Goal of the exercise
Wherever "boulder" appears in the records below, copy the line that holds it.

Saved entries:
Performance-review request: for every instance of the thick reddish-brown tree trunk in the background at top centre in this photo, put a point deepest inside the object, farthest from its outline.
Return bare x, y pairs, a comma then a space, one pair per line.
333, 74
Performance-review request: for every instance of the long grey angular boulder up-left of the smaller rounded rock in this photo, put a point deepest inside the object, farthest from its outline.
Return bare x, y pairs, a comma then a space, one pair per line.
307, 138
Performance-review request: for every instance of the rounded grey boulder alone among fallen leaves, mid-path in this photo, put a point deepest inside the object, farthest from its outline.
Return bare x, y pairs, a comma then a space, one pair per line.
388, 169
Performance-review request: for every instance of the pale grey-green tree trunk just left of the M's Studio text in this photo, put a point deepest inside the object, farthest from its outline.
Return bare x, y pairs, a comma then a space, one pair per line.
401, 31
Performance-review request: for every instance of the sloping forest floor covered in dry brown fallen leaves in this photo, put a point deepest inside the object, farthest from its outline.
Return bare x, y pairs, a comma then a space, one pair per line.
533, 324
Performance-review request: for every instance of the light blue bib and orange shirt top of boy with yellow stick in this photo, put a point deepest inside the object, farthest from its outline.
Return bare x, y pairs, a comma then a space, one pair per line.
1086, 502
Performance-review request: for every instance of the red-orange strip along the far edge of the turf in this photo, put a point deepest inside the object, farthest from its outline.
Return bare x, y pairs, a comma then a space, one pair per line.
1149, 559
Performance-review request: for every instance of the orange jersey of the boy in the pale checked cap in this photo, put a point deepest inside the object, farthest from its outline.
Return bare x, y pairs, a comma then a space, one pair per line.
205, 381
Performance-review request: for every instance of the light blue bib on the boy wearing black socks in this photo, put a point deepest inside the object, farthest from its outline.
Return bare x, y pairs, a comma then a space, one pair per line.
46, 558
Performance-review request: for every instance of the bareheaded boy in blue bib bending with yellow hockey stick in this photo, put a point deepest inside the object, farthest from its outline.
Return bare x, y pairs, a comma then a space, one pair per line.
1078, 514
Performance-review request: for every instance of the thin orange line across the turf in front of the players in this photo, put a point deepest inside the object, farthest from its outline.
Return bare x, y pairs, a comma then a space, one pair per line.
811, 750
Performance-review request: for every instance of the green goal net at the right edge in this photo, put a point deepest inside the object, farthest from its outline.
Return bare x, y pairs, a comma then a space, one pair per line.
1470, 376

Solution for this exercise
Performance-review request: for every instance of the long grey angular boulder up-left of the smaller rounded rock in this photo, put a point deepest inside the object, farthest from its outline.
Performance-review request: for every instance of the rounded grey boulder alone among fallen leaves, mid-path in this photo, put a point deepest inside the object, farthest from its outline.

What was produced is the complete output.